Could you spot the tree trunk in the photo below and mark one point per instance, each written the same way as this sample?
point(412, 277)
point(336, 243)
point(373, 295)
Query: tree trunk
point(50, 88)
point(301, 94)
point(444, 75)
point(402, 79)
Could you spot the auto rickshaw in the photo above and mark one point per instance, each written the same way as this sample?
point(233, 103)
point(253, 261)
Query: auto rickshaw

+++

▸ **What you need to do**
Convert the records above into a JSON list of strings, with each line as its own string and any blank lines omitted.

▸ **Result of the exercise**
[
  "Could you spot the tree trunk in the photo below and mark one point per instance, each written the same way as this sample?",
  "point(412, 277)",
  "point(336, 243)",
  "point(373, 295)",
  "Query: tree trunk",
  "point(50, 88)",
  "point(301, 94)",
  "point(444, 75)",
  "point(402, 79)",
  "Could you spot the auto rickshaw in the photo above and mark one point per instance, each written the same way as this sample?",
  "point(233, 103)",
  "point(253, 261)",
  "Query: auto rickshaw"
]